- [WHAT YOU ARE ASKED TO DO]
Rewrite the entries below, changing each "field-scouting log" to "inspection log" and leaving everything else unchanged.

:: DATASET ROWS

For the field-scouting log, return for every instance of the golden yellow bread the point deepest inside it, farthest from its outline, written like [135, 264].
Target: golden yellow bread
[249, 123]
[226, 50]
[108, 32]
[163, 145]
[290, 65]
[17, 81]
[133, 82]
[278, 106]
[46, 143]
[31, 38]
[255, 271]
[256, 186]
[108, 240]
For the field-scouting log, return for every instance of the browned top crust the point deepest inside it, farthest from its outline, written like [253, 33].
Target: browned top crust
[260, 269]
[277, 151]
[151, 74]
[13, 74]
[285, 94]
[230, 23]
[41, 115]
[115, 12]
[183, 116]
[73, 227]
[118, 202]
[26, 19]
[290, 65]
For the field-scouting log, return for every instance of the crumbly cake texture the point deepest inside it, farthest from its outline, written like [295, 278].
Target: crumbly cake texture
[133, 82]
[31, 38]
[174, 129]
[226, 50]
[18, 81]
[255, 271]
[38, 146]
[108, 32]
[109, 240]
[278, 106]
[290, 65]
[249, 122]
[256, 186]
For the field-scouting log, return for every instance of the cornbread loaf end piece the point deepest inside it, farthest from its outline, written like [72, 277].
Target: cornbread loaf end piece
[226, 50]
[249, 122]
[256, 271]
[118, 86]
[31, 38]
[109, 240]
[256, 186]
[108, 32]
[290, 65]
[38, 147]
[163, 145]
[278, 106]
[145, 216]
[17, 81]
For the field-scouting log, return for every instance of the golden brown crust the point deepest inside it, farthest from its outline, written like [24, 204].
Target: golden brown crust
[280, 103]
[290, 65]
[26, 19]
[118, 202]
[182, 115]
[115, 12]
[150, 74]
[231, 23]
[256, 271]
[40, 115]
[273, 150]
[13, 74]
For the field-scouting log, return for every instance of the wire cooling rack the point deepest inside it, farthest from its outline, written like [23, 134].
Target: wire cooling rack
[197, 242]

::::

- [SOLVED EXERCISE]
For the inspection log, return for every instance of the golden yellow bread the point deepest inside it, farthest from its outline, written like [135, 264].
Target: golden yellow bread
[249, 123]
[226, 50]
[108, 32]
[163, 145]
[290, 65]
[17, 81]
[133, 82]
[278, 106]
[46, 143]
[31, 38]
[255, 271]
[256, 186]
[108, 240]
For the inspection log, return for every instance of the browned top crust the point deepest inside it, farthest from its outline, written like [253, 33].
Target: browned top crust
[260, 269]
[277, 151]
[151, 74]
[13, 74]
[285, 94]
[230, 23]
[41, 115]
[115, 12]
[183, 116]
[73, 227]
[118, 202]
[26, 19]
[290, 65]
For the inspection log, return for every instance of the crumbly cake texture the point deepest inside it, farthest from its outline, written like [295, 278].
Target: crumbly cake texture
[133, 82]
[31, 38]
[174, 129]
[226, 50]
[18, 81]
[255, 271]
[38, 146]
[108, 32]
[109, 240]
[278, 106]
[290, 65]
[249, 122]
[256, 186]
For the inspection log, return for every instance of the cornbread loaf end piece the point deepest inside it, farthest from its outline, written like [72, 277].
Target: cornbread loaf end piece
[226, 50]
[249, 122]
[256, 271]
[118, 86]
[31, 38]
[109, 240]
[256, 186]
[108, 32]
[290, 65]
[38, 147]
[163, 145]
[278, 106]
[145, 216]
[17, 81]
For the inspection log, return for every instance of the golden brown crust the point deepest inside it, farthest from its outline, written like [24, 204].
Target: golden brown crust
[280, 103]
[290, 65]
[26, 19]
[118, 202]
[182, 115]
[115, 12]
[150, 74]
[231, 23]
[256, 271]
[40, 115]
[273, 150]
[13, 74]
For the inspection log, return for every instance of the wire cooling rack the point deepest inside it, farthest from its outline, written like [23, 134].
Target: wire cooling rack
[197, 242]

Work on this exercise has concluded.